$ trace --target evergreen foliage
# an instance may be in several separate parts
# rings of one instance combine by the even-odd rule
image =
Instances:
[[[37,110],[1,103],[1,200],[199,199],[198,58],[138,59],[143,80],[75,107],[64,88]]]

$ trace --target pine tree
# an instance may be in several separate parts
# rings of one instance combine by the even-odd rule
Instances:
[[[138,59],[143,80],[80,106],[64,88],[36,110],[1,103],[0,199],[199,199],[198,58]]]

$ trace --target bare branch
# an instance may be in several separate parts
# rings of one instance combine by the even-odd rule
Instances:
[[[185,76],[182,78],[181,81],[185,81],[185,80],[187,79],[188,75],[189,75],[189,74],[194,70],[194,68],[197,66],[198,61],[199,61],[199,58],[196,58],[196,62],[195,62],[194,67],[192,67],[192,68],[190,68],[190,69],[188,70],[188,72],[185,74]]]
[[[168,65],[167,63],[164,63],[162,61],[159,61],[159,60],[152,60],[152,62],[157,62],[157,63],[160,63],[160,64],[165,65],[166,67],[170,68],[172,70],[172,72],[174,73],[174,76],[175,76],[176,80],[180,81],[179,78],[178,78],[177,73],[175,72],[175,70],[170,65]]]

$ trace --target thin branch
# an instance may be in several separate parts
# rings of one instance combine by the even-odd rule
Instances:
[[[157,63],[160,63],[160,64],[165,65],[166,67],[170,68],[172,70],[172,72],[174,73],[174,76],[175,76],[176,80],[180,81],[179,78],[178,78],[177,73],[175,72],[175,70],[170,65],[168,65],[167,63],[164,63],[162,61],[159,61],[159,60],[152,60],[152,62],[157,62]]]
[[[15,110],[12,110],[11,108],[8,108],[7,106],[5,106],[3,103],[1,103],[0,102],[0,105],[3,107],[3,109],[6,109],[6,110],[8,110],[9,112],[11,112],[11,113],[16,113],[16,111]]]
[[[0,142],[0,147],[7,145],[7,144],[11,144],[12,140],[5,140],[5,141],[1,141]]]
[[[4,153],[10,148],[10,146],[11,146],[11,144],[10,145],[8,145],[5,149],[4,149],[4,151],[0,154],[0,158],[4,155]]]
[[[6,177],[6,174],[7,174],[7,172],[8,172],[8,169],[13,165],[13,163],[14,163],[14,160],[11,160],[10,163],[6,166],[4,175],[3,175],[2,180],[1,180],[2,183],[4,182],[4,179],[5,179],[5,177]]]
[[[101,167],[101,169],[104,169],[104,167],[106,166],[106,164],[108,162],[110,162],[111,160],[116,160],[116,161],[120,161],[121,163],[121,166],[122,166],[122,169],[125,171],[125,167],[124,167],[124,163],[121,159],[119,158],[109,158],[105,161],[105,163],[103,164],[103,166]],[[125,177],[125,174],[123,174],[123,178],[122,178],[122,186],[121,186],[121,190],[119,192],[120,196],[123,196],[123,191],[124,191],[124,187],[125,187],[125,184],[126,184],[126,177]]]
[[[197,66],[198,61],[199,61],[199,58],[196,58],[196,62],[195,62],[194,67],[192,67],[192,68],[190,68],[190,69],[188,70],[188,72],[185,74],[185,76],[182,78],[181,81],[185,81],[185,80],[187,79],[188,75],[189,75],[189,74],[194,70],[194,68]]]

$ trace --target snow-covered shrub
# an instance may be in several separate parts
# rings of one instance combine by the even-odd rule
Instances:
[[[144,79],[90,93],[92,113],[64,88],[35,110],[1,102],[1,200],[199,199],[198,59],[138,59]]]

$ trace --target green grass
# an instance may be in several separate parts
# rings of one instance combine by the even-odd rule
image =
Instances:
○ ○ ○
### CHALLENGE
Reproduce all of the data above line for line, without changing a single character.

### THE ANSWER
$ trace --target evergreen foliage
# an instance may be in several separate parts
# rings of one instance combine by the even-odd rule
image =
Instances:
[[[37,110],[1,103],[1,200],[199,199],[198,58],[138,59],[143,80],[75,107],[64,88]]]

$ trace --target pine tree
# an instance may be in several separate parts
# rings of one instance combine by the even-odd rule
Instances:
[[[138,59],[143,80],[80,106],[64,88],[36,110],[1,103],[0,199],[199,199],[198,58]]]

$ trace --target bare branch
# an instance may be in several separate parts
# rings of one instance combine by the even-odd rule
Instances:
[[[185,76],[182,78],[181,81],[185,81],[185,80],[187,79],[188,75],[189,75],[189,74],[194,70],[194,68],[197,66],[198,61],[199,61],[199,58],[196,58],[196,62],[195,62],[194,67],[192,67],[192,68],[190,68],[190,69],[188,70],[188,72],[185,74]]]
[[[168,65],[167,63],[164,63],[162,61],[159,61],[159,60],[152,60],[152,62],[157,62],[157,63],[160,63],[160,64],[165,65],[166,67],[170,68],[172,70],[172,72],[174,73],[174,76],[175,76],[176,80],[180,81],[179,78],[178,78],[177,73],[175,72],[175,70],[170,65]]]

$ trace --target thin branch
# an instance may be in several separate parts
# rings of one instance combine by the even-odd rule
Instances:
[[[157,63],[160,63],[160,64],[165,65],[166,67],[170,68],[172,70],[172,72],[174,73],[174,76],[175,76],[176,80],[180,81],[179,78],[178,78],[177,73],[175,72],[175,70],[170,65],[168,65],[167,63],[164,63],[162,61],[159,61],[159,60],[152,60],[152,62],[157,62]]]
[[[15,110],[12,110],[11,108],[8,108],[7,106],[5,106],[3,103],[1,103],[0,102],[0,105],[3,107],[3,109],[6,109],[6,110],[8,110],[9,112],[11,112],[11,113],[16,113],[16,111]]]
[[[0,142],[0,147],[7,145],[7,144],[11,144],[12,140],[5,140],[5,141],[1,141]]]
[[[4,153],[10,148],[10,146],[11,146],[11,144],[10,145],[8,145],[5,149],[4,149],[4,151],[0,154],[0,158],[4,155]]]
[[[6,177],[6,174],[7,174],[7,172],[8,172],[8,169],[13,165],[13,163],[14,163],[14,160],[11,160],[10,163],[6,166],[4,175],[3,175],[2,180],[1,180],[2,183],[4,182],[4,179],[5,179],[5,177]]]
[[[101,167],[101,169],[104,169],[104,167],[106,166],[106,164],[108,162],[110,162],[111,160],[116,160],[116,161],[120,161],[121,163],[121,166],[122,166],[122,169],[125,171],[125,167],[124,167],[124,163],[121,159],[119,158],[109,158],[105,161],[105,163],[103,164],[103,166]],[[125,177],[125,174],[123,174],[123,178],[122,178],[122,186],[121,186],[121,190],[119,192],[120,196],[123,196],[123,191],[124,191],[124,187],[125,187],[125,184],[126,184],[126,177]]]
[[[197,66],[198,61],[199,61],[199,58],[196,58],[196,62],[195,62],[194,67],[192,67],[192,68],[190,68],[190,69],[188,70],[188,72],[185,74],[185,76],[182,78],[181,81],[185,81],[185,80],[187,79],[188,75],[189,75],[189,74],[194,70],[194,68]]]

$ trace --target snow-covered shrub
# an instance may be in several separate parts
# rings of one instance combine by the even-odd rule
Instances:
[[[144,79],[90,93],[92,113],[64,88],[35,110],[1,102],[1,200],[199,199],[198,59],[138,59]]]

$ trace --target green grass
# an instance may be in several separate parts
# rings of one instance combine by the even-odd rule
image =
Instances:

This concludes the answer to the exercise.